They are looking SO much better! It always makes me happy to see people rescue horses and make them nice and healthy again.


----------



## darkiss4428

we measured twitch today he has grown a full 1 1/2 a inch! it could be him packing on weight or a ginuine growth but ether way he looks taller! we walked some more in the round pen today and jogged a bit on a leade line not long as im outta shape but enough to get a little more exercise be aware i am still takeing them slow and doing activaties that wear me out aswell i know if i can handle it they can its sad but it means we four me my husband rogue and twitch can all get back into shape togeather


----------



## darkiss4428

fed horsies and rode jake today for a bit trying to get twitch to play with some homemade toys but he dosent seem intrested any tips there?


----------



## darkiss4428

picture time!

[Portion of a data file]

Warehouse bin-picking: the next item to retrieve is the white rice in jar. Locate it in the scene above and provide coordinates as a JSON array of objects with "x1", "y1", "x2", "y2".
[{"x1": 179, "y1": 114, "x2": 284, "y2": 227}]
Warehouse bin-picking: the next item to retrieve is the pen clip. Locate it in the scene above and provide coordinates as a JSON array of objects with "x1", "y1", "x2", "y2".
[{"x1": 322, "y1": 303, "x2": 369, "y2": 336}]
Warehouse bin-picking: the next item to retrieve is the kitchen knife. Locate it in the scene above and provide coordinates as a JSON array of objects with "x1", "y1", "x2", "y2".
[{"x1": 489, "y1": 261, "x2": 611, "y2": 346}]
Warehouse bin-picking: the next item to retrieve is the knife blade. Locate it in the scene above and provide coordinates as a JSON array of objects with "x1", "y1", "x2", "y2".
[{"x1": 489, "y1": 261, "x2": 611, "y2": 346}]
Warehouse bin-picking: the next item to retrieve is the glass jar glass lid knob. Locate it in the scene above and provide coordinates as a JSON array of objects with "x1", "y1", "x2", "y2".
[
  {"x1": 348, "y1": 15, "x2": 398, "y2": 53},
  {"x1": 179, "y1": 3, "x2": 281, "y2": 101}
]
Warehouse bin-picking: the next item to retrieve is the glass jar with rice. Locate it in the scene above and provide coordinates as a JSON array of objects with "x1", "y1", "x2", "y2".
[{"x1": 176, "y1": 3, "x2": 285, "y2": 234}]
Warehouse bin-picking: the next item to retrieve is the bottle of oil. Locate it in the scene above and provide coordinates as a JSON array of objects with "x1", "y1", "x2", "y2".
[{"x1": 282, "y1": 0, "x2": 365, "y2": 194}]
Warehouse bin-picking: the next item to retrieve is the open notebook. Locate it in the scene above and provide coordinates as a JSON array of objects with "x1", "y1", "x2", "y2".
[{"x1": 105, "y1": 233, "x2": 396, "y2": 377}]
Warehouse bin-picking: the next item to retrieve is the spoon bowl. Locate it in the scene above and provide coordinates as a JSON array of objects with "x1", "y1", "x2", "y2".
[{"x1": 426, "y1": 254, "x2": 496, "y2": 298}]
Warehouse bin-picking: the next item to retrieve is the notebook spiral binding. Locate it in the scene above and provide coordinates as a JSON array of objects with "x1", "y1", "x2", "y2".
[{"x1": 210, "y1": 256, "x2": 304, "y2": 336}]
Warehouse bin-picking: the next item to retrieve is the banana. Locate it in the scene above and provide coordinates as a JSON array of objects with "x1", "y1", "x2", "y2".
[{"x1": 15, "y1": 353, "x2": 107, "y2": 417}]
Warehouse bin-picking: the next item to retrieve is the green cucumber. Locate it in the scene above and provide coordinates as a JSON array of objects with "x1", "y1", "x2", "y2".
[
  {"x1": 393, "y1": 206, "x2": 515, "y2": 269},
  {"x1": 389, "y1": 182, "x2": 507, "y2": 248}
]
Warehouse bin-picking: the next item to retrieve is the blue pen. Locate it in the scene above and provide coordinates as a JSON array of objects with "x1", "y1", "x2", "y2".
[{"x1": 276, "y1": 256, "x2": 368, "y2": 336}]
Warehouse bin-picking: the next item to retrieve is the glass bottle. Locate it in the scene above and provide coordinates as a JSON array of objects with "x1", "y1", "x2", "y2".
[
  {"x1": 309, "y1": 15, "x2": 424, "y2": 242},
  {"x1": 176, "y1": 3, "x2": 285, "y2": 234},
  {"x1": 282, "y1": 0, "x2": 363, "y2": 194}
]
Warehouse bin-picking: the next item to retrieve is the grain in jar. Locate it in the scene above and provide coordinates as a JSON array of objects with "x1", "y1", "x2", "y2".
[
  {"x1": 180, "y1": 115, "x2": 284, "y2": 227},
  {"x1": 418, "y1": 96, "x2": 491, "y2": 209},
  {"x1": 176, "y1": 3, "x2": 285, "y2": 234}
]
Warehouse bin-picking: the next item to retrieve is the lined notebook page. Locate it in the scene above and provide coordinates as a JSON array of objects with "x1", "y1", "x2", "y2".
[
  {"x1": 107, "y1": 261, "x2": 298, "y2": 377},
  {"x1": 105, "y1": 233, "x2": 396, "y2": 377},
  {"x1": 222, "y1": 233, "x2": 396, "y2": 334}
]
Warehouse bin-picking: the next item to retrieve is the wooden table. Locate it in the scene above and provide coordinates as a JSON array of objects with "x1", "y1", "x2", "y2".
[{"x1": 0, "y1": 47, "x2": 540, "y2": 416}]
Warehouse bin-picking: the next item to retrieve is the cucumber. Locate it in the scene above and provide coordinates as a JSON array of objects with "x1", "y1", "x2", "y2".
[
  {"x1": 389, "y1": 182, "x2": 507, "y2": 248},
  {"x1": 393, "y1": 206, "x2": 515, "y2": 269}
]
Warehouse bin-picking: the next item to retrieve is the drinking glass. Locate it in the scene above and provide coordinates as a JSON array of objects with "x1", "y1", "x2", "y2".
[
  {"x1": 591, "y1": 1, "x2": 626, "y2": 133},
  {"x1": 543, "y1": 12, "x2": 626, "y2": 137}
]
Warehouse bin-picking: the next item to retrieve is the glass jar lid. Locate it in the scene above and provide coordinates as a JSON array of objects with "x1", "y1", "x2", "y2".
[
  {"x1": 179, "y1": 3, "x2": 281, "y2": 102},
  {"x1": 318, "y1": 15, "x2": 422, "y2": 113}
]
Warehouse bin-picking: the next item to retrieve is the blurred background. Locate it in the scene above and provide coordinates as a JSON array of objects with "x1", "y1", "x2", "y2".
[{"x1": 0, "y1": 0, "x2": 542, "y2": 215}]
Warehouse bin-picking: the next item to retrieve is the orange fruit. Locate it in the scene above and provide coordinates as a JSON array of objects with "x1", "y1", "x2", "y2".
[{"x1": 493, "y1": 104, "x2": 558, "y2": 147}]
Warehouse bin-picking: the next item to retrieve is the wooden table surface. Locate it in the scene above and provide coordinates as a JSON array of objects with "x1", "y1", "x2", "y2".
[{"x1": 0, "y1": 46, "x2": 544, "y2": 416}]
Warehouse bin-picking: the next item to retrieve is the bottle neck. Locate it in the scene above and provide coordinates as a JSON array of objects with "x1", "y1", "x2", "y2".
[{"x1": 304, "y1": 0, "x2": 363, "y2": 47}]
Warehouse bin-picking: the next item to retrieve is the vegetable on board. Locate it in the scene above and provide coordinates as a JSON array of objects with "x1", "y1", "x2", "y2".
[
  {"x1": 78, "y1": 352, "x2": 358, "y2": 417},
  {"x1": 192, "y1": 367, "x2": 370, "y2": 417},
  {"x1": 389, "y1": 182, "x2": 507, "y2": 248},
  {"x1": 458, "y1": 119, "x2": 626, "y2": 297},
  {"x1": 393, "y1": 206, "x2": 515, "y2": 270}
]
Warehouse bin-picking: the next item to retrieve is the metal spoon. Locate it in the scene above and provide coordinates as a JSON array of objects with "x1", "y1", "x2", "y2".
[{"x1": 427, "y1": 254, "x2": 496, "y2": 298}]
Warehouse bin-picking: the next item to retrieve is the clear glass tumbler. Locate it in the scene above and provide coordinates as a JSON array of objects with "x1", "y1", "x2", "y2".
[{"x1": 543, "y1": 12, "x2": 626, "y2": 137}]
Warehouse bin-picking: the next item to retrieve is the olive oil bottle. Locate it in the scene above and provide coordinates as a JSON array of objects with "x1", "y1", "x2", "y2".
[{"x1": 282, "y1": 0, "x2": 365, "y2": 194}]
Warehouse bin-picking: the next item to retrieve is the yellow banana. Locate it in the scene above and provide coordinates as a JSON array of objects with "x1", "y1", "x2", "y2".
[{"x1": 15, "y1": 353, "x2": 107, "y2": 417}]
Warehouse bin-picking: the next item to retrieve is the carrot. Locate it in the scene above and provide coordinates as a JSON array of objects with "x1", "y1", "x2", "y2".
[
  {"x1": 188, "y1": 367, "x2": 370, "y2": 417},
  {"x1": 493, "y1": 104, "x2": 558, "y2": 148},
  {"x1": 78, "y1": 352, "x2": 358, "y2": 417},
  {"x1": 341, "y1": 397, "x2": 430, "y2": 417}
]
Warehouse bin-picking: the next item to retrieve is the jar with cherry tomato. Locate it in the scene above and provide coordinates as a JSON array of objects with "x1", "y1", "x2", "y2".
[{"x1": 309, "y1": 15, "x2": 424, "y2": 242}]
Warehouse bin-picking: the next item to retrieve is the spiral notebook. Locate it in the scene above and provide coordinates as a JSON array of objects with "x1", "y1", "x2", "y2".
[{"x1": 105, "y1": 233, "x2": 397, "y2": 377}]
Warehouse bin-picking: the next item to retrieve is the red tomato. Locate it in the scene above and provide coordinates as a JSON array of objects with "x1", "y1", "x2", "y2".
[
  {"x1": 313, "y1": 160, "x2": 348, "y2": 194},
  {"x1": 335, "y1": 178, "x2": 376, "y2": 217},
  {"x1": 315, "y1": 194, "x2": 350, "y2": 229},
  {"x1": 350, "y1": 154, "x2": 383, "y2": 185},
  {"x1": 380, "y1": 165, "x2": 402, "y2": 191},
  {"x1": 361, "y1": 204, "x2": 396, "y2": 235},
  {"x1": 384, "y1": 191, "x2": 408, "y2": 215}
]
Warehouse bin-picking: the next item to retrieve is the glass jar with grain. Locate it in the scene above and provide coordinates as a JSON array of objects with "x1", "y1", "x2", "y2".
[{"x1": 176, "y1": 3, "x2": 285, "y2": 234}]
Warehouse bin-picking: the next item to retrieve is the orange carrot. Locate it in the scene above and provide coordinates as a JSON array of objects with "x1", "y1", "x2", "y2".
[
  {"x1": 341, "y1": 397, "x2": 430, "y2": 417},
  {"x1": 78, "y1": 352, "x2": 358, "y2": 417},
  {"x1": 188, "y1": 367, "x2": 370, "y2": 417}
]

### PROBLEM A
Reproduce word for word the passage of the forum thread starting with "we measured twitch" and going on through "any tips there?".
### PROBLEM B
Quote the entries of the data file exactly, starting with the line with "the orange carrot." and going on through the end of the data file, with both ends included.
The forum thread and the entries in the data file are unrelated to each other.

### WRITTEN REPLY A
we measured twitch today he has grown a full 1 1/2 a inch! it could be him packing on weight or a ginuine growth but ether way he looks taller! we walked some more in the round pen today and jogged a bit on a leade line not long as im outta shape but enough to get a little more exercise be aware i am still takeing them slow and doing activaties that wear me out aswell i know if i can handle it they can its sad but it means we four me my husband rogue and twitch can all get back into shape togeather


----------



## darkiss4428

fed horsies and rode jake today for a bit trying to get twitch to play with some homemade toys but he dosent seem intrested any tips there?

### WRITTEN REPLY B
Warehouse bin-picking: the next item to retrieve is the orange carrot. Locate it in the scene above and provide coordinates as a JSON array of objects with "x1", "y1", "x2", "y2".
[
  {"x1": 341, "y1": 397, "x2": 430, "y2": 417},
  {"x1": 78, "y1": 352, "x2": 358, "y2": 417},
  {"x1": 188, "y1": 367, "x2": 370, "y2": 417}
]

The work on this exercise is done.